• [TESTO FORNITO]
________________
– a cura di Filippo Capurro – Ottobre 2022 –
Secondo Cass. 16/09/2022 n. 27334 , il licenziamento intimato in malattia, prima del superamento del periodo di comporto, e quindi in violazione dell’art. 2110 comma 2 cc, è nullo e – quale che sia il numero dei dipendenti occupati – le sue conseguenze sono disciplinate dall’art. 18, comma 7 (che rinvia al comma 4), L. 300/1970: tutela reintegratoria attenuata, consistente nella reintegrazione e nel risarcimento del danno nel limite massimo delle 12 mensilità.
La sentenza si riferisce ai piccoli datori di lavoro c.d. sotto quota (che occupano fino a quindici dipendenti) che licenziano lavoratori ai quali non si applica il regime delle tutele crescenti (quindi assunti ante 08/03/2015); nel caso di tutele crescenti il problema non si pone in questi termini.
A mio avviso è il contesto metodologico del dibattito ad apparire surreale.
________________
• [COMPLETA QUANTO SEGUE]
(1) Come si traduce in inglese la frase "A mio avviso è il contesto metodologico del dibattito ad apparire surreale." del testo sul licenziamento in malattia?
(2) Trascrivi la parte del testo sul licenziamento in malattia compresa tra "La sentenza si" e "ad apparire surreale.", estremi inclusi.
(3) Come potrebbe proseguire il testo sul licenziamento in malattia dopo la sua ultima frase? Scrivine il seguito.
Il materiale non ha alcun ruolo in questi compiti.

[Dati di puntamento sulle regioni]
________________
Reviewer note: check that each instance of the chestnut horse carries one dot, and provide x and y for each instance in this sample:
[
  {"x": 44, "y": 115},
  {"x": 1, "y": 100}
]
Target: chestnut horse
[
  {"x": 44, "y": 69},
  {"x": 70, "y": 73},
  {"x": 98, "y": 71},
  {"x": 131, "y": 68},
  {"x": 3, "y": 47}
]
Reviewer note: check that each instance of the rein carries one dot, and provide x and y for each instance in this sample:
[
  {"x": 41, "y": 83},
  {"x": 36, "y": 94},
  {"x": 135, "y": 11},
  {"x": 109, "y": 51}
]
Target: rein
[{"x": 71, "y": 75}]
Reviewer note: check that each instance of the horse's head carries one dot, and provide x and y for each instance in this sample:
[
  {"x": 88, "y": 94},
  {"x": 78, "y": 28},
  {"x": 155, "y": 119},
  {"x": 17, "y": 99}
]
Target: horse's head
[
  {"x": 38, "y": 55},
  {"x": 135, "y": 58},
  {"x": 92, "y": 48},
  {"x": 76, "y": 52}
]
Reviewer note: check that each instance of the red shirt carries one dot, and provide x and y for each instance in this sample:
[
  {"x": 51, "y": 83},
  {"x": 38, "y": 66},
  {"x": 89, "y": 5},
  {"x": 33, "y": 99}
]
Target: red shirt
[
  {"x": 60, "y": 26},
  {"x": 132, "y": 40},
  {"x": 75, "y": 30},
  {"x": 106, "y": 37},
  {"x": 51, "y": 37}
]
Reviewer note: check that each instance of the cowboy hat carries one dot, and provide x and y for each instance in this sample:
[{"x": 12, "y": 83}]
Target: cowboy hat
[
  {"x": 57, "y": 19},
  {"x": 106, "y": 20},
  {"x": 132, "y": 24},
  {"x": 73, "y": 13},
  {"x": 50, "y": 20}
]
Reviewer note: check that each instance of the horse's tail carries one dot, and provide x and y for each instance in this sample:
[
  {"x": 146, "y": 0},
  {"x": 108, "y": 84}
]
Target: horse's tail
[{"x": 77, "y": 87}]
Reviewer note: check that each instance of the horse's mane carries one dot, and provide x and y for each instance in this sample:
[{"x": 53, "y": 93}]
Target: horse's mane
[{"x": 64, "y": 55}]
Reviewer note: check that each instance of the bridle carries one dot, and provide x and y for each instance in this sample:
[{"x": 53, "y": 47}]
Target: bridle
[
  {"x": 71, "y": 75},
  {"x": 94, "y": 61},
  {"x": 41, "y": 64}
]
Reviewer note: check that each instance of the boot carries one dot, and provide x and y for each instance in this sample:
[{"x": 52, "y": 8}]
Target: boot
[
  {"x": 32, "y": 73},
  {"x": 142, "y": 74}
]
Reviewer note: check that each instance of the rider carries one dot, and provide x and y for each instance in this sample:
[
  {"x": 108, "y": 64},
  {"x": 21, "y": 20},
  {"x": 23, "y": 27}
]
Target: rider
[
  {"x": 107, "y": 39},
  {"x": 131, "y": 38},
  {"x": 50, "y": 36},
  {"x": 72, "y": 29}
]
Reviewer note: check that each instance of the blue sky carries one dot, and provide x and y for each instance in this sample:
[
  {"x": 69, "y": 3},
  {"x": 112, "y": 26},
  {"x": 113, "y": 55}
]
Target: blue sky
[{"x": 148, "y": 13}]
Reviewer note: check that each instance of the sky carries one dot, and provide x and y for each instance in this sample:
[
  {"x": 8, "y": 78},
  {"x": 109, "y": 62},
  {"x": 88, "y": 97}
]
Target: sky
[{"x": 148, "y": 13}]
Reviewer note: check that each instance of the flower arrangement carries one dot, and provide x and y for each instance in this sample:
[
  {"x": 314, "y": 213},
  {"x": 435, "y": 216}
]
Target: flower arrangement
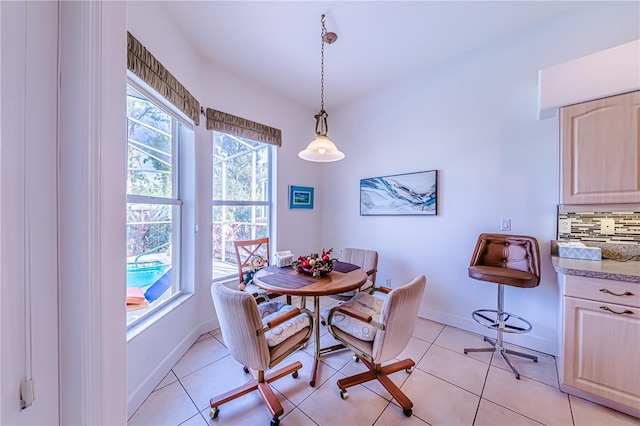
[{"x": 316, "y": 265}]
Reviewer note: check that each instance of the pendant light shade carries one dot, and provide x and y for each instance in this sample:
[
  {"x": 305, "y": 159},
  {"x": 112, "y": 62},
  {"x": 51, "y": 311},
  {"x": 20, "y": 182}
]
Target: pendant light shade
[{"x": 321, "y": 149}]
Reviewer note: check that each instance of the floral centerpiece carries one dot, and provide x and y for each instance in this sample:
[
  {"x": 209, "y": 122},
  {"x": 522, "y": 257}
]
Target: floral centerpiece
[{"x": 316, "y": 265}]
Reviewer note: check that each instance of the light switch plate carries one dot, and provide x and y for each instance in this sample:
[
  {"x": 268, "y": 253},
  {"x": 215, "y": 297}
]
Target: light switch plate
[
  {"x": 564, "y": 226},
  {"x": 607, "y": 226}
]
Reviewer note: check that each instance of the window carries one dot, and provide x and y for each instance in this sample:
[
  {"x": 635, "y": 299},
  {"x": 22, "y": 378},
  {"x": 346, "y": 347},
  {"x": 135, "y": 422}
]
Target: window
[
  {"x": 241, "y": 197},
  {"x": 154, "y": 204}
]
________________
• [ELENCO DELLE RISPOSTE]
(1) In my view, it is the methodological context of the debate that appears surreal.

(2)
La sentenza si riferisce ai piccoli datori di lavoro c.d. sotto quota (che occupano fino a quindici dipendenti) che licenziano lavoratori ai quali non si applica il regime delle tutele crescenti (quindi assunti ante 08/03/2015); nel caso di tutele crescenti il problema non si pone in questi termini.
A mio avviso è il contesto metodologico del dibattito ad apparire surreale.

(3)
Se si legge la pronuncia si vede che la tutela indicata dalla Corte è sostanzialmente scelta non per la qualità del suo fondamento giuridico ma perché è considerabile la soluzione “meno peggio” negli effetti.
Essa è ritenuta dalla Corte preferibile ad altri rimedi, considerati più gravosi e che pertanto sarebbe spiacevole applicare ai piccoli datori di lavoro, giacché in tal modo – per lo stesso vizio (il licenziamento in malattia) – gli stessi verrebbero trattati peggio che i grandi.
Quali sarebbero quelle altre soluzioni?
La tutela reintegratoria piena di cui all’art. 18, comma 1 – che, se non dispiace, è prevista come rimedio generale per i vizi di nullità – e la c.d. “tutela reale di diritto comune” – che, anche qui se non dispiace, è tradizionalmente applicata ai piccoli datori di lavoro per i vizi estranei a quelli causali di cui al comma 8 della L. 604/1966.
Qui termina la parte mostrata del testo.